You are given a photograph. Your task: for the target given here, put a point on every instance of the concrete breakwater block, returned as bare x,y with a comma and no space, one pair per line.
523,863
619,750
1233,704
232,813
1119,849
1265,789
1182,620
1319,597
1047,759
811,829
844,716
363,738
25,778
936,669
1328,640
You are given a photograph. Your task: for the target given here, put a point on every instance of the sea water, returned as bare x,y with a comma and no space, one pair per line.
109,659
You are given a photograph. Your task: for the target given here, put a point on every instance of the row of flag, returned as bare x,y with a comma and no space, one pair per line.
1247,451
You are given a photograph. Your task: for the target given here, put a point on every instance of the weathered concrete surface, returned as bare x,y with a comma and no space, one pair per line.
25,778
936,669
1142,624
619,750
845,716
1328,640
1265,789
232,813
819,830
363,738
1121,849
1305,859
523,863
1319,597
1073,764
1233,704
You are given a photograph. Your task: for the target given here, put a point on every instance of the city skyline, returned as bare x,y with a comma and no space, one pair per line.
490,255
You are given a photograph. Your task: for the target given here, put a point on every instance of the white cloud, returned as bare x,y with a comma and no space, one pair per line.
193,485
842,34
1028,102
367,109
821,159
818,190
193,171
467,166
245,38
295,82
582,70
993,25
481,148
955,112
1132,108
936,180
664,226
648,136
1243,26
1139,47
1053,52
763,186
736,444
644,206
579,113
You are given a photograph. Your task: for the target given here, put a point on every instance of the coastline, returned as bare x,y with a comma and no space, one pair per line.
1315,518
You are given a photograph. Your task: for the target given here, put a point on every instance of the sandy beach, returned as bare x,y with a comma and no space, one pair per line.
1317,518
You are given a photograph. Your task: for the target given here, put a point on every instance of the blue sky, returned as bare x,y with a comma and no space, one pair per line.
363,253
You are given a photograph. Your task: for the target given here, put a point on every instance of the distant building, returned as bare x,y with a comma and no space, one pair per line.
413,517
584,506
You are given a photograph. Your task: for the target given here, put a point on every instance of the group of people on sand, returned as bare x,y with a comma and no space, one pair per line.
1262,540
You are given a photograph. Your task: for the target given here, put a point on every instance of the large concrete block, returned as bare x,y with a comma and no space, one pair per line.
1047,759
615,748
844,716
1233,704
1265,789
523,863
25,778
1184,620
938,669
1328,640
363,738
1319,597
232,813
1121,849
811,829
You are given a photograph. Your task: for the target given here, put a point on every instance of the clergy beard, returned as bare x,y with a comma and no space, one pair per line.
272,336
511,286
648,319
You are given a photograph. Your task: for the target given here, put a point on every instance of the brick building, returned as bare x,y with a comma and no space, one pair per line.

:::

__TASK PROMPT__: Give back each entry so that it matches the original word for word.

__TASK SOLUTION__:
You are given a photograph. Your task: for the target given here, put a point on every instance of the concrete breakwater block, returned as bare x,y with a comma and no space, one pair per line.
523,863
619,750
1233,704
232,813
1119,849
1265,789
1182,620
1319,597
1047,759
811,829
844,716
363,738
25,778
936,669
1328,640
You are given a photograph. Your task: for the target given here, put a point on every instance of the sea water, returned as bare x,y with a comma and no space, one pair per line.
109,659
You are given a photograph. Your task: for the target given here, put a point on every instance of the row of flag, returned as bare x,y with a comma and no space, one pair per line.
1247,451
You are given a photograph. Your task: for the target given here, put a point on every instance of the weathered concrete surface, returned as bare x,y with a comma and no space, one pair per line.
25,778
936,669
1142,624
619,750
845,716
1328,640
1265,789
232,813
819,830
363,738
1121,849
1305,859
523,863
1319,597
1073,764
1233,704
You are given a photograph. Your task: for the target given here, put a point on every instance of the city skyline, returned as bare x,y with a comma and no space, one pair per line.
490,255
You are given a photograph. Your task: for the target given here, put a point on every instance of the white cloud, returned as bare x,y with a comma and no space, one pair per line.
193,485
842,34
1028,102
367,109
821,159
818,190
193,171
467,166
245,38
295,82
582,70
993,25
481,148
955,112
1132,108
936,180
664,226
648,136
1243,26
1139,47
1053,52
763,186
736,444
644,206
579,113
You are given a photograph. Your task: for the target given here, put a point on every instance of the coastline, returned as bare x,y with a comma and no space, one pair per line.
1315,518
You are given a photograph. Your task: for the target given here, put a point on every instance of the sandy beach, returned as bare x,y with a comma and no space, one pair per line.
1317,518
You are given a photograph. Your task: for the target given here, put a point on every instance of the blue sky, returned as bare x,y with a comma and no space, one pair per line.
363,253
You are given a photograph. Your task: for the target given here, put a point on every instance of the distant building, returned as bare x,y with a comma and no space, one pair per line.
413,517
584,506
You are given a photograph. Your task: for the target given here, put a point on every instance of the group of people on sand, returned as bare x,y with a comma and no space, one pair per line.
1262,540
You are given a photograph. Your task: for the target given here, put a point on every instance of the large concrete block, returned as bare x,y with a comma and no space, one pair per line.
1047,759
615,748
844,716
1233,704
1265,789
523,863
25,778
1184,620
938,669
1328,640
363,738
1319,597
232,813
1121,849
811,829
You are given a photograph. Your task: for the target given here, put a point on every instance of the clergy beard, returned as bare x,y with a comma and no space, one pair per line.
272,336
511,286
648,319
You are given a photograph. Your task: for the target given here, put a point on every instance of the brick building, returned as bare x,y with a comma and no space, one pair per line.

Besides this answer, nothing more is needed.